What you are asked to do = Turn the lines of the listing below, between the line holding "the woman's hand." and the line holding "[[149, 109], [89, 116]]", inclusive, into a numbered list, skipping any blank lines.

Dataset excerpts =
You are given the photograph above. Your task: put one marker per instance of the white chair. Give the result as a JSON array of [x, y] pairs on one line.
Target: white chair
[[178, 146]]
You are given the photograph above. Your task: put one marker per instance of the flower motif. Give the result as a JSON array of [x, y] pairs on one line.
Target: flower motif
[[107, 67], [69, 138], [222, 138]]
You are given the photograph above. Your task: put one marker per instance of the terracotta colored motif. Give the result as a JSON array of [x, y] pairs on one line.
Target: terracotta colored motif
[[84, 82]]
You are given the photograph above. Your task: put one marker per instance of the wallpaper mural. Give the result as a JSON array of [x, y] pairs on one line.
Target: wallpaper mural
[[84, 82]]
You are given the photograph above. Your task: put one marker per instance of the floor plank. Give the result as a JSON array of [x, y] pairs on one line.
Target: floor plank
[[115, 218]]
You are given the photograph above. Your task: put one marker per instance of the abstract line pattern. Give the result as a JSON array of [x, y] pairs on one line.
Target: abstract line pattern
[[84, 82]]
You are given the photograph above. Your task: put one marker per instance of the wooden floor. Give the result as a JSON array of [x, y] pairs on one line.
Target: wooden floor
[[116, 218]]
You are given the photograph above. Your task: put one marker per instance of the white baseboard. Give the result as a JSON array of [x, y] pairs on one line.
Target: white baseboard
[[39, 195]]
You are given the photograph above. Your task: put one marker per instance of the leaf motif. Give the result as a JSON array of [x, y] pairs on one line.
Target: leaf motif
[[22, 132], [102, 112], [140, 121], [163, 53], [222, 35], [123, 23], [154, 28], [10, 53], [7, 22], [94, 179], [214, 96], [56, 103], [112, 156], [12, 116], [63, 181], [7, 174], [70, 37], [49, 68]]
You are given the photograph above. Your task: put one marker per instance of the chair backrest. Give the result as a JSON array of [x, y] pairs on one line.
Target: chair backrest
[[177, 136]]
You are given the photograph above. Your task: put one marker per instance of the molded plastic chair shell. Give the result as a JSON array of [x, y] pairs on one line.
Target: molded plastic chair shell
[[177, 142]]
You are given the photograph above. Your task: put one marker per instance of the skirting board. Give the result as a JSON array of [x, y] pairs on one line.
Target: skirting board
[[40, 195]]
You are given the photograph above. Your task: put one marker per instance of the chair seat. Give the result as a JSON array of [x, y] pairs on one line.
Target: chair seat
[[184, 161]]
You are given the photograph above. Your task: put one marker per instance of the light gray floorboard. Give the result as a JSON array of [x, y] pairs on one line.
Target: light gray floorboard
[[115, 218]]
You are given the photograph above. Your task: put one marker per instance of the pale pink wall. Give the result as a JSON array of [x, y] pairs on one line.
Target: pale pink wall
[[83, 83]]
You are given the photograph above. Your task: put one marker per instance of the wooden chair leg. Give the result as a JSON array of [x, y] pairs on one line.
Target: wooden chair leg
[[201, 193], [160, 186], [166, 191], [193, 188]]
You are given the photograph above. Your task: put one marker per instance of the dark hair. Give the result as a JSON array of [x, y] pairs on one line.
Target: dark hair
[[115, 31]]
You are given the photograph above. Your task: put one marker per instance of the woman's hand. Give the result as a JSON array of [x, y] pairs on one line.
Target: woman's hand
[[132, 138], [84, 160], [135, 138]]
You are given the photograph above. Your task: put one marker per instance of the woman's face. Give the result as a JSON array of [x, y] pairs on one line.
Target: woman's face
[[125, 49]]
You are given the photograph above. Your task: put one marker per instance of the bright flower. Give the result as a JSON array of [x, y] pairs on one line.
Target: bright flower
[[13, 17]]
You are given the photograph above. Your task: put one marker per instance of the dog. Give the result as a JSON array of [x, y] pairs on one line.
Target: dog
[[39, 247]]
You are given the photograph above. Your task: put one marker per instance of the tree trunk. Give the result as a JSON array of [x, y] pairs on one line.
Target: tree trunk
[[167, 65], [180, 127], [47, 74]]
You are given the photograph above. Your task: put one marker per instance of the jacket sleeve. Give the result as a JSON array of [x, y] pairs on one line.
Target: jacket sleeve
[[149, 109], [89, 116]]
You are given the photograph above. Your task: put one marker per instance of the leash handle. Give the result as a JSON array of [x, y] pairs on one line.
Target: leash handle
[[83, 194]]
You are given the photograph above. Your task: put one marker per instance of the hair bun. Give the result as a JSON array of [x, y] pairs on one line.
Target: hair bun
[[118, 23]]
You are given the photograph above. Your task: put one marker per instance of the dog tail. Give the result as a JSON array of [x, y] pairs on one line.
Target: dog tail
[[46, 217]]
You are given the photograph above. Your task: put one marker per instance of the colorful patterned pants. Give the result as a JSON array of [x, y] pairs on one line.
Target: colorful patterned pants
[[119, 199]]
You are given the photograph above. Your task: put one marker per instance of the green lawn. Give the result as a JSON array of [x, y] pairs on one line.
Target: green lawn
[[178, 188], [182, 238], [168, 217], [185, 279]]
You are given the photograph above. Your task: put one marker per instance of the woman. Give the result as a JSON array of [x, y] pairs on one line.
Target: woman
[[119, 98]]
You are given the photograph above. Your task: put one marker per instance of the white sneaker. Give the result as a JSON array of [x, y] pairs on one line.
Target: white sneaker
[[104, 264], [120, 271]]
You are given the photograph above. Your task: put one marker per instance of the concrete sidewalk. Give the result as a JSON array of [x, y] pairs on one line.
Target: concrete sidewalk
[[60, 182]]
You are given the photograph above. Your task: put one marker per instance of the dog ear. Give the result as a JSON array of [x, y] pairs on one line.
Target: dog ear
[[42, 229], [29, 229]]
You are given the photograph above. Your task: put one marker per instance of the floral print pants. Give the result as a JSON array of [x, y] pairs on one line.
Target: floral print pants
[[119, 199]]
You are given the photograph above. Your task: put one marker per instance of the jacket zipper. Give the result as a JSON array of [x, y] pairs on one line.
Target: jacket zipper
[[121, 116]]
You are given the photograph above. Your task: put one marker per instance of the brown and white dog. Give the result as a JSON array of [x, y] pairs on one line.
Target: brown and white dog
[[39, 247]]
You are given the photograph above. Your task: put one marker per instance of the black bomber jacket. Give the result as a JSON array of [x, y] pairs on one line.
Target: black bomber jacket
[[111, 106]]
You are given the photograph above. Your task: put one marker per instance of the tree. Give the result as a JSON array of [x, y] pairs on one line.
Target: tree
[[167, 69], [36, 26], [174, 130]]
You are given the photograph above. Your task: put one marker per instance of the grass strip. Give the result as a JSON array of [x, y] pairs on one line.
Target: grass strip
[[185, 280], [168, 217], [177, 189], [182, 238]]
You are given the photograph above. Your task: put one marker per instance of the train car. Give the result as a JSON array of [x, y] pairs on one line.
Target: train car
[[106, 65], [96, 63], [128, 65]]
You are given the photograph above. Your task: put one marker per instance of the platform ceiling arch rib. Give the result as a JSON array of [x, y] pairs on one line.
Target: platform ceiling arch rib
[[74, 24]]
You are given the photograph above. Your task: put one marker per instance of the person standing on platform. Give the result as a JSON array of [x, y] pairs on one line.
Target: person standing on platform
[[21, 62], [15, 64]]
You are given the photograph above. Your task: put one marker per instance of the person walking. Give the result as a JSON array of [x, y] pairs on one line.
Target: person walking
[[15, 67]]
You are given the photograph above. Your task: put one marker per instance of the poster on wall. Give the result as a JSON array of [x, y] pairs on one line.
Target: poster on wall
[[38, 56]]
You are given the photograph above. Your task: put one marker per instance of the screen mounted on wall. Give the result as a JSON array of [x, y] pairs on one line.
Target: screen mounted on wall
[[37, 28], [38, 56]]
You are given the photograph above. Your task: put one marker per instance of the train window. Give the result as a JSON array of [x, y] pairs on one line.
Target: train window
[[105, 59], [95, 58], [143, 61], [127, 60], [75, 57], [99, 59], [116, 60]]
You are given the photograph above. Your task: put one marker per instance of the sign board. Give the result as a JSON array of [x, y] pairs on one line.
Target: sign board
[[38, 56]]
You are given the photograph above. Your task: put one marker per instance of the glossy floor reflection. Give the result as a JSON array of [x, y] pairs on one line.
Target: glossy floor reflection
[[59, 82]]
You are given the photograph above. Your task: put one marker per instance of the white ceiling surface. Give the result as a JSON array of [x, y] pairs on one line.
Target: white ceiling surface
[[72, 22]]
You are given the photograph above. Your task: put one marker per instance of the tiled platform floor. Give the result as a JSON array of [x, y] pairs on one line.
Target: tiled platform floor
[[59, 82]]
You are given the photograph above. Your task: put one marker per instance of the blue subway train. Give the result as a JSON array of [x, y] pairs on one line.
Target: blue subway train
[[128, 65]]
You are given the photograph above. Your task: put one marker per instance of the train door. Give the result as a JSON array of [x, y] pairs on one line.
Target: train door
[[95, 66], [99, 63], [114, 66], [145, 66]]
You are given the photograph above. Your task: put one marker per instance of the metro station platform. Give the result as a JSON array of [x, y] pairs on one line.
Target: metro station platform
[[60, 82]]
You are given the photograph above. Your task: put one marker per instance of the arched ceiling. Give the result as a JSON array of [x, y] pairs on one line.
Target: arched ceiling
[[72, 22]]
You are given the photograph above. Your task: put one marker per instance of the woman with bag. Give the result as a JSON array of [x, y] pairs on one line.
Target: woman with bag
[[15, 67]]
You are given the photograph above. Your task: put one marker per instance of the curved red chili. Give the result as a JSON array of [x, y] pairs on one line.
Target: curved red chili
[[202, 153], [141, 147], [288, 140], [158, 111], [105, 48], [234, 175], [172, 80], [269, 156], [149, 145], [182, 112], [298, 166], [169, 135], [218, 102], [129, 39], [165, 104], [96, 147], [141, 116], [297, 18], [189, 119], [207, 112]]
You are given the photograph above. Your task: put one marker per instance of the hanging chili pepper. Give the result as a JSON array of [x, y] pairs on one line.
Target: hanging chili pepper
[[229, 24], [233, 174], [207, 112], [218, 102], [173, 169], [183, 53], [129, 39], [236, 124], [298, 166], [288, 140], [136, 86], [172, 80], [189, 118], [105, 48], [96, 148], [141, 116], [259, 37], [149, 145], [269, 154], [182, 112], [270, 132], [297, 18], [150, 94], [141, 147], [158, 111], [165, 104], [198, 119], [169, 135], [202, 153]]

Solved exercise =
1. You are given the photograph above. Your task: put one marker per instance of the woman's hand. Give the result as a JSON array of [x, y] pairs on one line.
2. Target: woman's hand
3. [[132, 138], [84, 160], [135, 138]]
4. You are given the photograph above. Your task: put one marker per instance of the woman's face. Give the result as a JSON array of [x, y] pairs on one line.
5. Target: woman's face
6. [[125, 49]]
7. You are given the photograph above. Your task: put one marker per instance of the bright flower. Give the result as a JSON array of [x, y] pairs on one line.
8. Target: bright flower
9. [[13, 17]]
10. You are given the photograph above. Your task: put one marker per instance of the dog. Give the result as a JSON array of [x, y] pairs on one line.
11. Target: dog
12. [[39, 247]]
13. You are given the photograph above. Your task: put one marker per instance of the tree trunk. Give the result as a JSON array of [x, y] pairs on one line.
14. Target: tree trunk
15. [[167, 65], [180, 127], [47, 74]]
16. You are given the photograph above. Your task: put one marker per instance of the jacket sleeve. Give the result as a JSON array of [x, y] pairs on one line.
17. Target: jacket sleeve
18. [[149, 109], [89, 116]]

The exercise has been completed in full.